EXCERPT:
Pesticide Regulations

Pesticide Regulations – FIFRA

Loading Insecticides into planePesticides are poisons. They are intended to kill. Yet, they do tremendous good, as well. Insecticides have helped eliminate diseases like typhoid and malaria. Herbicides and insecticides are in some measure responsible for America’s agricultural abundance. The trick is to use these chemicals in ways that kill what we want them to kill without harming other plants and animals … or ourselves.

In the late 1940s, the federal government responded to the conflicting potentials for good and evil of pesticides by enacting one of the earliest and long-lasting regulatory laws. It was known as FIFRA, the Federal Insecticide, Fungicide and Rodenticide Act of 1947. Some historians (like Christopher J. Bosso in Pesticides and Politics) call FIFRA the “one of the granddaddies of federal regulation.” But it was not the kind of regulation that we are used to today.

There had been regulatory measures before FIFRA. The Pure Food and Drug Act was passed in 1906 to keep contaminated foods off of American tables. There was also the 1910 Federal Insecticide Act, but that law was not intended to regulate the use of pesticides. Instead, it was enacted to protect farmers from deceptive manufacturers of the arsenic and lead-based insecticides.

The 1910 law did not apply to the Pandora’s box of chemicals that was opened after World War II. So, farmers and the USDA were again concerned that unscrupulous manufacturers would try to sell chemicals that didn’t work. These were brand new compounds and farmers of the time were not chemists. The established chemical companies were concerned that new companies could come in and take away a potentially huge market. And the public saw only the benefits of these new wonder drugs.

Largely out of the public eye, farm groups, the manufacturers and the USDA began working with Congress to write a new pesticides law. What the four participants came up with was a bill to require pesticide manufacturers to register their chemicals with the USDA and provide label information about the contents, directions for use and antidotes if the chemical was ingested by humans. The stated objective was to protect “the users of economic poisons [farmers and] the reputable manufacturer or distributor from those few opportunists who would discredit the industry.”

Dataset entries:
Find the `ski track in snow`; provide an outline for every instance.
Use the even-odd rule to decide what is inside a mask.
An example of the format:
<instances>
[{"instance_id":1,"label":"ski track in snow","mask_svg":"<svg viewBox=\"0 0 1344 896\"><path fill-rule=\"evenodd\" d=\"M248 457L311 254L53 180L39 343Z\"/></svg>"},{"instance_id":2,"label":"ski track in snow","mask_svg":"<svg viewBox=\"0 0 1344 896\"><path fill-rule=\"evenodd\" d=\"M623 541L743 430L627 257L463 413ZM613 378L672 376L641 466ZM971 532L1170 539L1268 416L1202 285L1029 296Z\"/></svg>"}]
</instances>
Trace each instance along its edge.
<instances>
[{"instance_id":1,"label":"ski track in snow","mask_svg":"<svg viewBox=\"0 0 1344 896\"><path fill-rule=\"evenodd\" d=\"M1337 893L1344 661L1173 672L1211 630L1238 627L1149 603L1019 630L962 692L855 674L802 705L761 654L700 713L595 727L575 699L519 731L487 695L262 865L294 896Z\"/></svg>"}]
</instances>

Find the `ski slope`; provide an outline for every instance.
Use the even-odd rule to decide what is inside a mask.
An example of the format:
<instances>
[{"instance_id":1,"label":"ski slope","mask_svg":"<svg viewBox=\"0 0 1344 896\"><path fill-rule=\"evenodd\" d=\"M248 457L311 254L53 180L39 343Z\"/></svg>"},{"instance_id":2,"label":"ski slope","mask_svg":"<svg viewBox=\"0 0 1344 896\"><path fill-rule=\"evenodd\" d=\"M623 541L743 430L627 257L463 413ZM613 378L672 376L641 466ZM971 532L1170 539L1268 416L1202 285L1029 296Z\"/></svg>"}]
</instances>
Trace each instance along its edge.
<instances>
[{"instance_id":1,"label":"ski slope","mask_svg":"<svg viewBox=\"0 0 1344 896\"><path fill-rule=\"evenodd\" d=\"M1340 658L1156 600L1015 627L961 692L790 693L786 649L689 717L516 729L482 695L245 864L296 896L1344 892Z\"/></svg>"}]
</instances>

STUDY QUESTIONS:
• 1. Answer these questions from the text on pesticide regulations:
(a) In what year was the Pure Food and Drug Act passed?
(b) What does the abbreviation FIFRA stand for?
(c) With which agency did the proposed bill require manufacturers to register their chemicals?
• 2. Pick up the text on pesticide regulations after its final sentence and continue it in the same style.

OUTPUTS IN ORDER:
• 1.
(a) 1906
(b) The Federal Insecticide, Fungicide and Rodenticide Act (of 1947)
(c) The USDA

• 2.
Nothing was said in the FIFRA legislation about protecting the public or the environment from long-term exposure to pesticides. In part, the reason nothing was said was that not much was known about long-term or low level exposure. There had been a few warnings. In 1944, researchers at the U.S. Public Health Service warned, “The toxicity of DDT combined with its cumulative actions and absorbability through the skin places a definite health hazard in its use.” Some USDA studies had seen the destruction of “beneficial” insects and wildlife along with the destruction of the target insect. And the FDA had quietly considered holding DDT off the market to study it further. But the no one knew enough about the potential harm from DDT or other pesticides to overcome the good that was being demonstrated every day.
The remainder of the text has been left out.